- _Task 1_: Rewrite the part of the I'm A Celebrity recap starting with "Duncan Bannatyne, while" and going on through "Michelin starred restaurant.", putting "maggots" in place of "worms".
- _Task 2_: In the I'm A Celebrity recap, what did Jorgie Porter swallow for the 'Spanish Vom-lette'?
- _Task 3_: According to the I'm A Celebrity recap, what gave viewers the chance to swallow their own tepid bile after the singing and dancing?

- _Selected text_:
CROCODILE genitalia, celebrity strops and some delirious harmonising – what you need to know about the second episode of I’m A Celebrity, Get Me Out Of Here.

Day two kicked off with a jaunty tune or two as the camp broke into a spontaneous, slightly hysterical rendition of Pharrell Williams’ hit single ‘Happy’.

Duncan Bannatyne, while admiring boxer Chris Eubank’s mildly alarming gyrations or ‘dance moves’ declared: “I think we’ll get to know Chris a lot better. I hope we do anyway. His dancing is amazing.”

After all that gaiety, viewers were given the opportunity to swallow their own tepid bile with the arrival of the bush tucker challenge – “Disaster Chef”.

Hollyoaks actress Jorgie Porter enjoyed a ‘Spanish Vom-lette’ where she swallowed three live cockroaches, followed by the delectable Spaghetti Bollock-naise – two turkey’s testicles swimming in worms.

“I can feel their legs!” Jorgie shrieked deliriously mid-retch. About the worms.

Meanwhile socialite Lady Colin Campbell dined on a feast of three crickets, hairy camel lips and crocodile anus, tucking in with all the terrifying grandeur of a diner at a Michelin starred restaurant.

(Records from a data source)
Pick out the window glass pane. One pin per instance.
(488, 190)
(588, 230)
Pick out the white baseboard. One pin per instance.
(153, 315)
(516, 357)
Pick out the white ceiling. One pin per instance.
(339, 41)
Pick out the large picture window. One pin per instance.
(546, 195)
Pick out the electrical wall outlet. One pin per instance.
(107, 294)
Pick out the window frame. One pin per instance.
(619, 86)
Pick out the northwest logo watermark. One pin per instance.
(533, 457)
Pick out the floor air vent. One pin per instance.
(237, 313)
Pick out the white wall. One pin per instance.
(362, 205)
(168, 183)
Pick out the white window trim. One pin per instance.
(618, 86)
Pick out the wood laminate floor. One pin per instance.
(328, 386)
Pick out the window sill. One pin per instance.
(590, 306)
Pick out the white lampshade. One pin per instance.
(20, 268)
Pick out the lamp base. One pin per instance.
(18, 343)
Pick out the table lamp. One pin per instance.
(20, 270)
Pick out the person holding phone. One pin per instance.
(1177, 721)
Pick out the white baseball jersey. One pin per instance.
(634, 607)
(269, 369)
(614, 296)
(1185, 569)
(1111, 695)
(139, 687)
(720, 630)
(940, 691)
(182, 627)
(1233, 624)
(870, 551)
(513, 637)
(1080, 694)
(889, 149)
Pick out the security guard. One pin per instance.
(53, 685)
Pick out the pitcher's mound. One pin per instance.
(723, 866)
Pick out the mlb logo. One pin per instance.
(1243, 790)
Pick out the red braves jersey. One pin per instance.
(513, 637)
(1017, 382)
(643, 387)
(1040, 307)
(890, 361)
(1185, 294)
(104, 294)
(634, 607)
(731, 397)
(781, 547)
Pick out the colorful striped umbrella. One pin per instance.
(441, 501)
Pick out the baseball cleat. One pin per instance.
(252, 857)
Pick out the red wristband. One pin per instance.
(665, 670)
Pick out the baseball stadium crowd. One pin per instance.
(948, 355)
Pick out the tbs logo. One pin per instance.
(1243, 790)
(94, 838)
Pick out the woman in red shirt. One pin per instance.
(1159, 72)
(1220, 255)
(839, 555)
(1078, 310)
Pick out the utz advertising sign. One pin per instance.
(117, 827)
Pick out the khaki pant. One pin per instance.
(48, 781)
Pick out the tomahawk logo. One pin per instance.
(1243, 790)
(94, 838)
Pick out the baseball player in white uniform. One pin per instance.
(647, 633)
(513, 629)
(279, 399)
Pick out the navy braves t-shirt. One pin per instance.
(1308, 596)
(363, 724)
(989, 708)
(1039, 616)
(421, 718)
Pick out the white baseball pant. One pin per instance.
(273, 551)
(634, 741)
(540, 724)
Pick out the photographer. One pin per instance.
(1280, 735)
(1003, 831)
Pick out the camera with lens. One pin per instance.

- _Written answer 1_:
Duncan Bannatyne, while admiring boxer Chris Eubank’s mildly alarming gyrations or ‘dance moves’ declared: “I think we’ll get to know Chris a lot better. I hope we do anyway. His dancing is amazing.”

After all that gaiety, viewers were given the opportunity to swallow their own tepid bile with the arrival of the bush tucker challenge – “Disaster Chef”.

Hollyoaks actress Jorgie Porter enjoyed a ‘Spanish Vom-lette’ where she swallowed three live cockroaches, followed by the delectable Spaghetti Bollock-naise – two turkey’s testicles swimming in maggots.

“I can feel their legs!” Jorgie shrieked deliriously mid-retch. About the maggots.

Meanwhile socialite Lady Colin Campbell dined on a feast of three crickets, hairy camel lips and crocodile anus, tucking in with all the terrifying grandeur of a diner at a Michelin starred restaurant.

- _Written answer 2_: Three live cockroaches.

- _Written answer 3_: The bush tucker challenge called "Disaster Chef" arrived. In it, Jorgie Porter ate live cockroaches and turkey's testicles in worms, and Lady Colin Campbell ate crickets, hairy camel lips and crocodile anus.